### Exercise:
Print every one of the entries below word for word, with no changes.

:: Exercise input ::

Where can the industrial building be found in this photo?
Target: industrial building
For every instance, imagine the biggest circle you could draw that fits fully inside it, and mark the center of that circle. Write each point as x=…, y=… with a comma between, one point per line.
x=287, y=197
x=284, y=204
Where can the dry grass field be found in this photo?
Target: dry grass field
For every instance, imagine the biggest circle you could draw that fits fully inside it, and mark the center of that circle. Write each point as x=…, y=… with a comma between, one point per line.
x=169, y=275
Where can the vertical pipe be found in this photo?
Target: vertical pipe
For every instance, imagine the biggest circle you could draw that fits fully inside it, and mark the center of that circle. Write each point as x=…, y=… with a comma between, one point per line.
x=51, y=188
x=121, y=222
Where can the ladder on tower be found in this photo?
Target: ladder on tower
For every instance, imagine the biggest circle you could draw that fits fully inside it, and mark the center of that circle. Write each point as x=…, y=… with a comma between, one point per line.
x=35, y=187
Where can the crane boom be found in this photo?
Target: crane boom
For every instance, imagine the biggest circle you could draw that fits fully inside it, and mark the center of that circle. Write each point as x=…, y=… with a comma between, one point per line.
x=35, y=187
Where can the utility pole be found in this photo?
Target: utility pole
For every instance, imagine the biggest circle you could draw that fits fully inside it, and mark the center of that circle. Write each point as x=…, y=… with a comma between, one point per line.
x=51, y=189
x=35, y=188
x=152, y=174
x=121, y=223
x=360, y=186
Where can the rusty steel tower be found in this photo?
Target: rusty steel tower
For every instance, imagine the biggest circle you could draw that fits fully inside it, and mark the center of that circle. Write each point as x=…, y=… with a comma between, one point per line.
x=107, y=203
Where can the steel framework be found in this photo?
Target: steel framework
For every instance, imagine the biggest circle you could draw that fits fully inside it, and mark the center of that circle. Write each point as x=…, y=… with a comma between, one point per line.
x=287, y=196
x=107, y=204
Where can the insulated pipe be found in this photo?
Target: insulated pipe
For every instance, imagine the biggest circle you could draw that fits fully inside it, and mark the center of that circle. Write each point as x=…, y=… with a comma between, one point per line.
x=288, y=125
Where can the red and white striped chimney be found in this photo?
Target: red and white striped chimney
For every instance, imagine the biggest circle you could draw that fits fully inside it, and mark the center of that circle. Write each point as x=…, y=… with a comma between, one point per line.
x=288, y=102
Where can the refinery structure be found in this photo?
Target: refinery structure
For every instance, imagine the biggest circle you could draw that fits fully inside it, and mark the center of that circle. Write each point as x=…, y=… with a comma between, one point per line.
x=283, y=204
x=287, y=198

:::

### Answer to the exercise:
Where can the industrial building be found in this photo?
Target: industrial building
For every instance, imagine the biggest circle you could draw that fits fully inside it, and mark the center of that circle. Write each point as x=…, y=… with a comma between, one point per line.
x=287, y=197
x=284, y=204
Where can the dry grass field be found in this photo?
Target: dry grass field
For every instance, imagine the biggest circle you could draw that fits fully inside it, and mark the center of that circle. Write each point as x=…, y=… with a comma between, one point per line.
x=169, y=275
Where can the vertical pipe be found in this photo?
Target: vertical pipe
For every instance, imagine the biggest circle you could draw that fits fully inside it, and mark the center of that circle. Write each point as x=…, y=… with a comma between, one point per line.
x=51, y=188
x=121, y=222
Where can the ladder on tower be found in this photo?
Target: ladder on tower
For every instance, imagine the biggest circle you could draw that fits fully inside it, and mark the center of that circle. Write each point as x=…, y=… with a comma between, one point per line.
x=35, y=187
Where can the crane boom be found in this photo?
Target: crane boom
For every instance, imagine the biggest circle you could draw that fits fully inside it, and mark the center of that circle. Write each point as x=…, y=… with a comma between, one point per line.
x=35, y=187
Where can the utility pole be found in this photo?
Target: utility pole
For every instance, imagine the biggest circle you could draw that fits fully inside it, and mark the center of that circle. Write each point as x=…, y=… with a comma between, one point per line.
x=51, y=189
x=35, y=188
x=152, y=174
x=121, y=223
x=360, y=186
Where can the rusty steel tower be found in this photo?
Target: rusty steel tower
For every instance, imagine the biggest circle you could draw that fits fully inside it, and mark the center of that circle. Write each point as x=…, y=… with a comma between, one point per line.
x=107, y=203
Where can the steel framework be found in this photo?
Target: steel framework
For every instance, imagine the biggest circle you could draw that fits fully inside it, and mark the center of that circle. Write each point as x=…, y=… with a comma between, one point per line.
x=287, y=196
x=107, y=204
Where can the insulated pipe be found in this photo?
Target: insulated pipe
For every instance, imagine the biggest circle you could draw that fits fully inside it, and mark the center of that circle. Write each point as x=…, y=… with a comma between, one point per line.
x=288, y=125
Where can the red and white striped chimney be found in this photo?
Target: red and white striped chimney
For every instance, imagine the biggest circle you could draw that fits fully inside it, and mark the center of that circle. Write each point as x=…, y=… with a comma between, one point per line.
x=288, y=102
Where can the refinery structure be found in this photo?
Target: refinery structure
For every instance, imagine the biggest circle you could draw that fits fully inside it, and mark the center of that circle. Write each point as x=…, y=… with a comma between, one point per line.
x=283, y=204
x=287, y=198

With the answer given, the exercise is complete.